Indonesia, the globe's leading palm oil producer, has disclosed plans to increase its obligatory palm oil-based biodiesel blending to 40% in the coming years. However, for the time being, the mandate will remain fixed at 35%, as stated by the country's Energy Minister, Arifin Tasrif.

New energy sources

In February, the country raised its mandatory blending from 30% to 35%, yet the implementation of this increase has been patchy across different regions. “At present, we will continue with the B35 policy, and simultaneously work towards preparing for the B40. Once we are assured of our readiness, we will launch the initiative,” the Energy Minister elucidated during an interview with Reuters on the sidelines of the Energy Asia conference.

The strategy behind this move is the nation’s ambition to maximise the utilisation of its domestic resources and curtail its dependence on crude oil. The minister further revealed that pertinent research and road tests for the B40 have already been concluded.

Indonesia’s Crude Palm Oil (CPO) Fund Agency CEO, Eddy Abdurrachman, whose organisation is responsible for the provision of biodiesel subsidies, confirmed that the full implementation of the B35 mandate has been somewhat hindered. This delay is due to issues with certain blending facilities that need to be enhanced.

The Indonesian Ministry of Energy is actively pushing for the B35 mandate to be fully implemented by August 1st of this year. Energy ministry official, Edi Wibowo, revealed that as of June 25th, biodiesel consumption in the country stood at 5.2 million kilolitres, out of the 13.15 million kilolitres allocated for the year.

The new biodiesel policy, coupled with the potential re-emergence of the El Nino weather pattern, may exert additional pressure on global inventories of the world’s most consumed cooking oil. This could potentially lead to an increase in palm oil prices this year, as per insights shared by industry leaders and analysts.

Indonesia’s strategic move towards the wider adoption of biodiesel aims to capitalise on the country’s rich palm oil resources, while concurrently making strides towards sustainable energy practices. However, it’s clear that careful planning, research, and infrastructure development will be crucial in ensuring a successful transition.

*PROVIDED MATERIAL*.

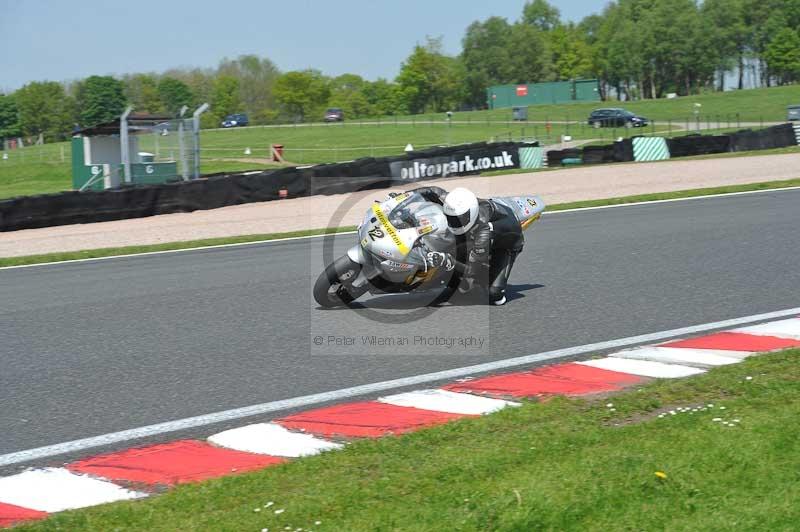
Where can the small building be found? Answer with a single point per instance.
(134, 149)
(576, 90)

*AIM OF THE EXERCISE*. Copy the article on Indonesia's biodiesel blending from "The strategy behind" up to and including "to be enhanced.", replacing "road tests" with "field trials".

*EXERCISE RESULT*.
The strategy behind this move is the nation’s ambition to maximise the utilisation of its domestic resources and curtail its dependence on crude oil. The minister further revealed that pertinent research and field trials for the B40 have already been concluded.

Indonesia’s Crude Palm Oil (CPO) Fund Agency CEO, Eddy Abdurrachman, whose organisation is responsible for the provision of biodiesel subsidies, confirmed that the full implementation of the B35 mandate has been somewhat hindered. This delay is due to issues with certain blending facilities that need to be enhanced.